**** DOCUMENT PASSAGE
Given the finite level of financial resources, the withdrawal of support for the projects and programs originally mandated by higher levels of government and differing perceptions of priorities and appropriateness, the Government Finance Officers Association recommends that federal and state governments exercise restraint in the number of mandates that will adversely affect the revenues, expenditures, and revenue-producing ability of lower levels of government. Further, the Association supports efforts to provide relief from the administrative chaos that often results from combined federal and state mandates.
In order to ease the burden of mandates, the Government Finance Officers Association recommends that:
- a fiscal note accompany proposed legislation to disclose and assess the fiscal burden being mandated;
- adequate time be provided so that affected governments can make the resource and administrative accommodations necessary to comply with the mandate; and
- funding be provided or an alternative revenue source be authorized by the mandating jurisdiction to defray the mandated costs.
Adopted: June 3, 1986 - Back to Top
The Government Finance Officers Association (GFOA) endorses the national policy goal of reducing the federal deficit. Tax increases may be necessary to accomplish the elimination of the U.S. budget imbalance. One proposal under consideration is the Securities Transfer Excise Tax (STET). The economic impact on state and local governments of any new tax must be carefully studied before enactment. The proposal to tax the transfer of securities (including stocks and bonds) has drawn the attention of the GFOA because of its numerous negative impacts on state and local governments and because its effect on state and local governments would be inconsistent with general principles of intergovernmental immunity. Such a tax could
- increase the cost of capital for state and local governments which is needed to build and repair the nation's infrastructure because investors will demand higher interest earnings to compensate for paying the tax,
- skew short-term investment decisions by discouraging public investment officials from actively managing their portfolios in order to avoid taxation, and
- reduce the investment earnings of public employee retirement systems in the securities markets resulting in either increased pension funding costs for state and local government retirement systems or reductions in pension benefits for state and local government workers.
The GFOA, therefore, opposes the imposition of a STET on state and local government securities and on state and local government investments in securities subject to the tax.
Adopted: June 2, 1987 - Back to Top
The Constitution assigns certain responsibilities to the federal government and reserves the balance to the states. When federal policies preempt the roles of state and local governments in areas of responsibility which legitimately belong to the states, they violate the principles of our federal system of government. For example, the federal Railroad Revitalization and Regulatory Relief Act grants special property privileges to the railroad industry and preempts state and local government taxing authority.
Federal intervention in areas that rightfully belong to state and local governments cannot be condoned. Where the federal government has a legitimate policy concern, it should work with state and local governments, who are partners with the national government in our federal system. The federal government should not unduly limit states' autonomy and usurp state and local governments' authority to perform their functions and meet the needs of their citizens who are also the citizens of the United States.
********
**** DATA
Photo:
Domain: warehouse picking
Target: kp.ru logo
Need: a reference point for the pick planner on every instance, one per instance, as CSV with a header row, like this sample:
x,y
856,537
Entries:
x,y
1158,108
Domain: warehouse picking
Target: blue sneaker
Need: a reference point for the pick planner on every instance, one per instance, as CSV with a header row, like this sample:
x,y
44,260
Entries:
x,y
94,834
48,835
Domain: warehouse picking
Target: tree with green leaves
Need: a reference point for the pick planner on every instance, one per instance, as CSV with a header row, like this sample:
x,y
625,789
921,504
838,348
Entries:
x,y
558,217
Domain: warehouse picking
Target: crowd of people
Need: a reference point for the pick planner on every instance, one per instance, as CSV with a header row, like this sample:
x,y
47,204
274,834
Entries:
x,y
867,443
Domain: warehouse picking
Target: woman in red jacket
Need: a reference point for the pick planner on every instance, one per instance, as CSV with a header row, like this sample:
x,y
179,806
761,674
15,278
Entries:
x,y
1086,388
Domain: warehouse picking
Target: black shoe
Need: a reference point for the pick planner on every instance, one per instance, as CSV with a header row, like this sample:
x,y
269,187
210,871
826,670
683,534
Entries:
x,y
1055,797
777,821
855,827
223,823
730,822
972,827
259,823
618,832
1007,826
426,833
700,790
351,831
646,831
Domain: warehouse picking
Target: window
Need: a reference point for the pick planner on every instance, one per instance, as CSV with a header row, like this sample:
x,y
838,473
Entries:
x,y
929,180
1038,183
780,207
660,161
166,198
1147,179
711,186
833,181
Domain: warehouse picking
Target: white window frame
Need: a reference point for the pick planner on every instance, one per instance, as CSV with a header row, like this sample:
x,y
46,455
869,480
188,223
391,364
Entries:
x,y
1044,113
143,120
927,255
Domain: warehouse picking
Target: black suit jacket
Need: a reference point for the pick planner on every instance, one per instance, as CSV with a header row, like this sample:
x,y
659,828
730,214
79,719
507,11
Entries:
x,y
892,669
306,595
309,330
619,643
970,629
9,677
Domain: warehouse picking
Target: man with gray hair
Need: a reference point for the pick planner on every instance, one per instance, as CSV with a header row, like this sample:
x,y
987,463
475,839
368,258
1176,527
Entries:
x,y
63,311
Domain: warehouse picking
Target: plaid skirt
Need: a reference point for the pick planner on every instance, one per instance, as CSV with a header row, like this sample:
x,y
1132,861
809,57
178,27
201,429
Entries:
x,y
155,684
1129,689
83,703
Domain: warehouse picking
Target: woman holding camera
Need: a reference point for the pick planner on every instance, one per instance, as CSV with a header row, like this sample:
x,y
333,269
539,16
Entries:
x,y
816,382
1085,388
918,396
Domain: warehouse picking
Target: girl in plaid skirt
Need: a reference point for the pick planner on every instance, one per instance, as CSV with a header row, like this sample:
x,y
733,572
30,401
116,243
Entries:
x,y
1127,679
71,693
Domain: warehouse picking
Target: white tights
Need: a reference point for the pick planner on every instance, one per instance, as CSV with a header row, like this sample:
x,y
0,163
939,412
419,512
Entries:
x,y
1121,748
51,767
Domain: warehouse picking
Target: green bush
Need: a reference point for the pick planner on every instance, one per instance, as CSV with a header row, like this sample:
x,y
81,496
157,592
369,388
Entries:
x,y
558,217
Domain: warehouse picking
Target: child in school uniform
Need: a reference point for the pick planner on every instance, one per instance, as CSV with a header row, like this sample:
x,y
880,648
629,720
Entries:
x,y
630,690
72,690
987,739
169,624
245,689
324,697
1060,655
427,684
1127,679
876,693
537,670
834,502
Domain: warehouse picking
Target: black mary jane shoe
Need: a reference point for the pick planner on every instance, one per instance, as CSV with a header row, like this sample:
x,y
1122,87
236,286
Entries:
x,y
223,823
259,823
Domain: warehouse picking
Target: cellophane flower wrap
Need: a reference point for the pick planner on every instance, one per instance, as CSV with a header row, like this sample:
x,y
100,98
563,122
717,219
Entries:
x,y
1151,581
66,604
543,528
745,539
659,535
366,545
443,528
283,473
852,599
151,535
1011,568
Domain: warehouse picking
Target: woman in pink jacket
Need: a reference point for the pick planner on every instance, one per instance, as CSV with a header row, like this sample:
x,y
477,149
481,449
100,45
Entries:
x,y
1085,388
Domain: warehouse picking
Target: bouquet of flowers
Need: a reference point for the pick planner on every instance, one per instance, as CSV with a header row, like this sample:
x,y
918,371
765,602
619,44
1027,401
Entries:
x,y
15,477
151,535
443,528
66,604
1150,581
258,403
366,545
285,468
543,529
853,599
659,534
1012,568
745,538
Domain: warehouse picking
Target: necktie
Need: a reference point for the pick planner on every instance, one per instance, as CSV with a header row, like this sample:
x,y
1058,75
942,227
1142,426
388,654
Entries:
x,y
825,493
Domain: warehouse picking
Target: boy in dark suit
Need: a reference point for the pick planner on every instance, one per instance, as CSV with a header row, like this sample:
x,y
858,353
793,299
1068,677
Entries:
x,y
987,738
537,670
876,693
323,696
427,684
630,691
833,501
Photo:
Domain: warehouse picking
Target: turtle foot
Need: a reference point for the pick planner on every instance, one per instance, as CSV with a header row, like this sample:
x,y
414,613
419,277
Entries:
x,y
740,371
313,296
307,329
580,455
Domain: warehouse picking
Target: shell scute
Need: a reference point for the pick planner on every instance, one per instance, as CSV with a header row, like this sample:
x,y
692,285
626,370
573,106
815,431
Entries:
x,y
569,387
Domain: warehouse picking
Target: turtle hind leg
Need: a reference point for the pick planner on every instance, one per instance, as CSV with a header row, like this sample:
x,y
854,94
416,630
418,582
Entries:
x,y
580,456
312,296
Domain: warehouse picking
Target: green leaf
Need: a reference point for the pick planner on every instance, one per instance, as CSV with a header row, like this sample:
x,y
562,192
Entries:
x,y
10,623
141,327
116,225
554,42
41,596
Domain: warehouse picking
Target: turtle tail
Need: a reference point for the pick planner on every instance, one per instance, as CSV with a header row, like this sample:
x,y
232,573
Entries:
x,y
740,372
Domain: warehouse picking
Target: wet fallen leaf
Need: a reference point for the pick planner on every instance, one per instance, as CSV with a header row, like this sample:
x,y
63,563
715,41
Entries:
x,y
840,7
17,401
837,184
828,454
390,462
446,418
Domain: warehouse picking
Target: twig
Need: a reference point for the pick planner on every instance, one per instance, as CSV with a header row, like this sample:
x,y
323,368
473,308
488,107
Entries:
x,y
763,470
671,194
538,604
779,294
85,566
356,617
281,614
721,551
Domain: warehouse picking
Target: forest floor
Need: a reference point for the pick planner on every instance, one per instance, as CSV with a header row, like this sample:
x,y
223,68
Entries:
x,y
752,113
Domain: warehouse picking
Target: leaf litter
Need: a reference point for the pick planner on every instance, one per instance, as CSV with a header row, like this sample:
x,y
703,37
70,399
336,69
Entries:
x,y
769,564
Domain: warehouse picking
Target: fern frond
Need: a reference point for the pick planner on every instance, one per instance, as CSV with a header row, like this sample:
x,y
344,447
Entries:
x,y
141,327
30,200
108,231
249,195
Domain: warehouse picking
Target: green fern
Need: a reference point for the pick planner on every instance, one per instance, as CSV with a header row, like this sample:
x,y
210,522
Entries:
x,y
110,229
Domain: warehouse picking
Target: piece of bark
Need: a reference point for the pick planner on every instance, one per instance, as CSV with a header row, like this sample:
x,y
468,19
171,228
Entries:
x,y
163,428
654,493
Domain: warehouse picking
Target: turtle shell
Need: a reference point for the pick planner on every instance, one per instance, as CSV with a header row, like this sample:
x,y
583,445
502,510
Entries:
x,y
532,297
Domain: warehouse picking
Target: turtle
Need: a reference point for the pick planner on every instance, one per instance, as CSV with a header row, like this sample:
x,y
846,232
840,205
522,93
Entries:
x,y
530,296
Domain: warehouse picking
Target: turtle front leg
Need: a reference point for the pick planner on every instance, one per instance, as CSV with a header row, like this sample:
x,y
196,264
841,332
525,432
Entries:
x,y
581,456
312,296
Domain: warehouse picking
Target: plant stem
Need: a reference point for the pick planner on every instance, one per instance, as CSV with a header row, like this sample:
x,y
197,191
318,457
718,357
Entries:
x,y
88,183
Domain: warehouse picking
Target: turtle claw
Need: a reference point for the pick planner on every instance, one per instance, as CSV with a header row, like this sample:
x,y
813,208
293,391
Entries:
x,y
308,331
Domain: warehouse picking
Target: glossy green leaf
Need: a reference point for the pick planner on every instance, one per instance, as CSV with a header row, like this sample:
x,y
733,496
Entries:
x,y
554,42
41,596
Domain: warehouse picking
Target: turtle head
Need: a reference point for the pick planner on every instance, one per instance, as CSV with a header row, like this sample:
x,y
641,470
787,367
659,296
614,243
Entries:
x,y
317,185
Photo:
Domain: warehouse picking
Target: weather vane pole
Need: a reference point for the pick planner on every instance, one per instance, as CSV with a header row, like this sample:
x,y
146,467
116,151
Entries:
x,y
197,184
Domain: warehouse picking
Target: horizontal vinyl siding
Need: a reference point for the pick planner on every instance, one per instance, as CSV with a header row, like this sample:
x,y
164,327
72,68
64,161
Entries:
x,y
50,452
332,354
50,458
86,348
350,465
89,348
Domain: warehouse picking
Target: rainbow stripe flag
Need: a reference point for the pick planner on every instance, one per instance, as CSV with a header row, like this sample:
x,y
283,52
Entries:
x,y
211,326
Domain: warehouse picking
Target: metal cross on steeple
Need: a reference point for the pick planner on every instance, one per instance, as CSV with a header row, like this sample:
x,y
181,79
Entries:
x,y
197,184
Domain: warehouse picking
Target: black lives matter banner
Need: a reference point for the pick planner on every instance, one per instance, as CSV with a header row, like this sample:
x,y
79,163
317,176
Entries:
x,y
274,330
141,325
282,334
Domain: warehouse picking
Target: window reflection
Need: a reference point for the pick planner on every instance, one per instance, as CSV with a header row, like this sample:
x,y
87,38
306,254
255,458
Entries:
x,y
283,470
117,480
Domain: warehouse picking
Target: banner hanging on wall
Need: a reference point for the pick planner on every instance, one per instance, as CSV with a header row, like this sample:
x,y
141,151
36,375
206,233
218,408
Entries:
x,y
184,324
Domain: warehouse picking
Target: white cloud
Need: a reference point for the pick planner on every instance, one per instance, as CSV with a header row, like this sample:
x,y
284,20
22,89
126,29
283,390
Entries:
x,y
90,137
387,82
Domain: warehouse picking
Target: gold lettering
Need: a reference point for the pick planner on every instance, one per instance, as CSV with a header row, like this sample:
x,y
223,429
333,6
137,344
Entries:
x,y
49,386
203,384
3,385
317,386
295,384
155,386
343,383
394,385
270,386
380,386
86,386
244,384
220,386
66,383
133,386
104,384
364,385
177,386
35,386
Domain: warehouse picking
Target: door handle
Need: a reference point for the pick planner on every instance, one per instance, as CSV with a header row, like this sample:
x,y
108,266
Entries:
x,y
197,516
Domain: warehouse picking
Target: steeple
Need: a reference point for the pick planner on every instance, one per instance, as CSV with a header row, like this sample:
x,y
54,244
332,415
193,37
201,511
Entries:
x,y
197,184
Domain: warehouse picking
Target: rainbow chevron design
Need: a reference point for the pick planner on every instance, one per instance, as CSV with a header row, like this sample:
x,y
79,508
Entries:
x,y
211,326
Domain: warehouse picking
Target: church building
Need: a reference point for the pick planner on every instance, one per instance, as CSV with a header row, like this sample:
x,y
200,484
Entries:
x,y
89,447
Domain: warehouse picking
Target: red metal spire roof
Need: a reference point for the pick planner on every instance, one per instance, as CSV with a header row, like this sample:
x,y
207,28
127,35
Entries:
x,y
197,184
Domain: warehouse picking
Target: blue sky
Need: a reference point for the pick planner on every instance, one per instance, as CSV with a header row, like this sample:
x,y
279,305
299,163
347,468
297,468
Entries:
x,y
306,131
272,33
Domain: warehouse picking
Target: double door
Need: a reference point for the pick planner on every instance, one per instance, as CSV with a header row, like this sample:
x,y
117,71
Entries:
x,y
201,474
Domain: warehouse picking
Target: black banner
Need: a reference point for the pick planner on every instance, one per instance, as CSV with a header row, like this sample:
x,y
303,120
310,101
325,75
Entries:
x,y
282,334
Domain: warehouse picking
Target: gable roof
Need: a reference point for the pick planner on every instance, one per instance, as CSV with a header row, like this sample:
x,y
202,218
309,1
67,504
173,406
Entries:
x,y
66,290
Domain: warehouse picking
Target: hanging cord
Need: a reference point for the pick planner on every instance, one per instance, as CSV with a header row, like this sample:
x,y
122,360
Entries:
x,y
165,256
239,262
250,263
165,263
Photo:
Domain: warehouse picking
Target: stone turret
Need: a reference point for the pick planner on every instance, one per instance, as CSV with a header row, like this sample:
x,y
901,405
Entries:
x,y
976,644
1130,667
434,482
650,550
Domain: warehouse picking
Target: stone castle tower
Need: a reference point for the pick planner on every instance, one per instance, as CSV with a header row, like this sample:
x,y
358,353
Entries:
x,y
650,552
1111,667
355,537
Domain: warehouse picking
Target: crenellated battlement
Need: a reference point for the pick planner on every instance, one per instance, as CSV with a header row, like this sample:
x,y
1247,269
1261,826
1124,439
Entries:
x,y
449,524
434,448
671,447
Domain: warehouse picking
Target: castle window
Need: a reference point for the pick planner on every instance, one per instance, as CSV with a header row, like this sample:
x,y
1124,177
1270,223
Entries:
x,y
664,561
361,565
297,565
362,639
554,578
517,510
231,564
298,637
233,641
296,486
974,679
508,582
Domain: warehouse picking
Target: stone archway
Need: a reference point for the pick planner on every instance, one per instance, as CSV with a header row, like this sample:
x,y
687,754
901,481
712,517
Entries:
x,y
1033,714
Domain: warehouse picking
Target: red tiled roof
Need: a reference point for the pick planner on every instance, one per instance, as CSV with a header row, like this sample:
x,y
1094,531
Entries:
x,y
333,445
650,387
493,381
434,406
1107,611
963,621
********
**BRIEF**
For the GFOA policy statements above, mark each of (a), (b) and (c) yes or no for agreement with the text, and quote the words that settle it. (a) The Association recommends that proposed legislation carry a fiscal note. (b) The GFOA opposes the goal of reducing the federal deficit. (c) The statement on the Securities Transfer Excise Tax was adopted on June 3, 1986.

**ANSWER IN FULL**
(a) Yes: "a fiscal note accompany proposed legislation to disclose and assess the fiscal burden being mandated"
(b) No: "The Government Finance Officers Association (GFOA) endorses the national policy goal of reducing the federal deficit."
(c) No: "Adopted: June 2, 1987"